───── Testo mostrato

La generatività della spesa sanitaria pubblica si completa considerando che il totale delle imposte dirette e indirette e dei contributi sociali ascrivibili al circuito attivato dalla spesa sanitaria pubblica citata è pari ad oltre 50 miliardi di euro. Si tratta di oltre 28 miliardi di imposte dirette e indirette e quasi 22 miliardi di contributi sociali relativi ai lavoratori dipendenti coinvolti.
L’occupazione
Secondo il rapporto la spinta alla buona occupazione porterebbe all’assunzione di 1,5 milioni a, addirittura, 2,5 milioni di persone nei settori più strettamente legati alla sanità sino a quelli che invece beneficerebbero degli effetti indiretti e anche indotti.
Gli occupati interni diretti, indiretti e indotti afferenti al meccanismo cumulativo innescato dalla spesa sanitaria pubblica sono stimati complessivamente in 2,2 milioni di persone, pari all’8,7% degli occupati totali. La creazione di occupazione, quindi, va ben oltre il Servizio sanitario, che comunque è uno dei più importanti datori del lavoro del paese con 670 mila addetti a cui aggiungere oltre 57 mila medici di medicina generale, titolari di guardie mediche e pediatri di libera scelta.
Incrementare la spesa sanitaria pubblica vuol dire espandere l’occupazione: infatti, se la spesa sanitaria pubblica pro capite italiana, pari a 2.226 euro, salisse al valore di quella francese di 3.739 euro (spesa complessiva pari al 10,1% del Pil francese), a parità di potere d’acquisto, la spesa pubblica sanitaria totale italiana crescerebbe di 89 miliardi di euro diventando pari al 10,9% del Pil italiano, con un incremento del totale occupati diretti, indiretti e indotti di 1,5 milioni di unità, per un totale di 3,8 milioni.
Nell’ipotesi di un adeguamento della spesa sanitaria pubblica pro capite italiana al valore di quella tedesca, che è pari a 4.702 euro a parità di potere d’acquisto (il totale incide sul Pil tedesco per il 10,9%), la spesa sanitaria pubblica totale del nostro paese sarebbe superiore di 146 miliardi e pari al 13,3% del Pil, mentre il totale degli occupati diretti, indiretti e indotti sarebbe di 4,7 milioni, cioè 2,5 milioni di occupati in più.

──────────
───── Dati forniti

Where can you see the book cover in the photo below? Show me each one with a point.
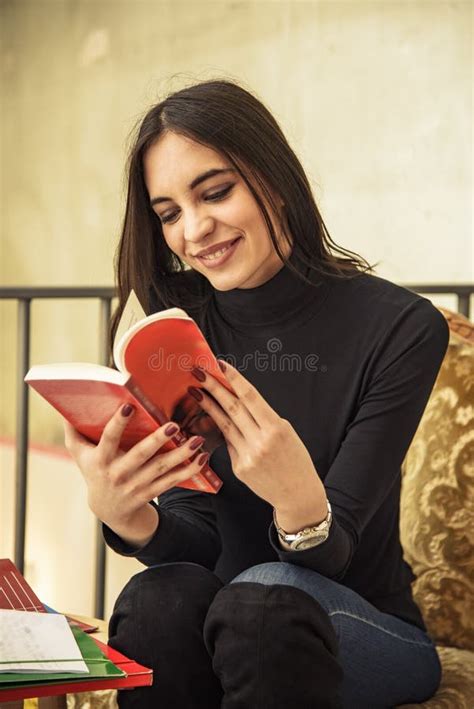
(108, 668)
(155, 355)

──────────

Lavoro da svolgere:
(a) Nel testo sulla spesa sanitaria, trasforma in un breve elenco il paragrafo che comincia con «Nell’ipotesi di un adeguamento», conservandone i dati principali.
(b) Prosegui il testo sulla spesa sanitaria pubblica a partire dalla sua ultima frase.

Risposte ai compiti:
(a)
- Ipotesi: la spesa sanitaria pubblica pro capite italiana sale al livello tedesco, cioè 4.702 euro a parità di potere d’acquisto. In Germania il totale vale il 10,9% del Pil.
- La spesa sanitaria pubblica totale italiana aumenterebbe di 146 miliardi e arriverebbe al 13,3% del Pil.
- Gli occupati diretti, indiretti e indotti sarebbero 4,7 milioni, cioè 2,5 milioni in più.

(b)
La Ricerca
Lo stanziamento di spesa pubblica per ricerca e sviluppo per protezione e promozione della salute umana è in Italia è pari a circa il 12,7% del totale della spesa pubblica stanziata per ricerca e sviluppo. Tale dato colloca il nostro paese al quinto posto della graduatoria dell’Unione Europea per valore pro capite a parità di prezzi d’acquisto. In totale, evidenzia il rapporto, lo stanziamento di spesa pubblica italiana per ricerca e sviluppo per protezione e promozione della salute umana è pari a 1,6 miliardi di euro.
Il Servizio sanitario nazionale è il primo committente delle attività di ricerca in sanità e l’Italia si colloca al secondo posto della graduatoria europea e al sesto di quella mondiale per numero di pubblicazioni relative all’area tematica della medicina nelle riviste scientifiche.
Lo stanziamento attuale è il portato di un decennio di evoluzione della spesa che ha registrato nel periodo 2012-2019 una crescita del 5,2% e nel 2019-2022 un rialzo del 49%. L’esito per l’intero periodo 2012-2022 è un incremento di oltre il 56%.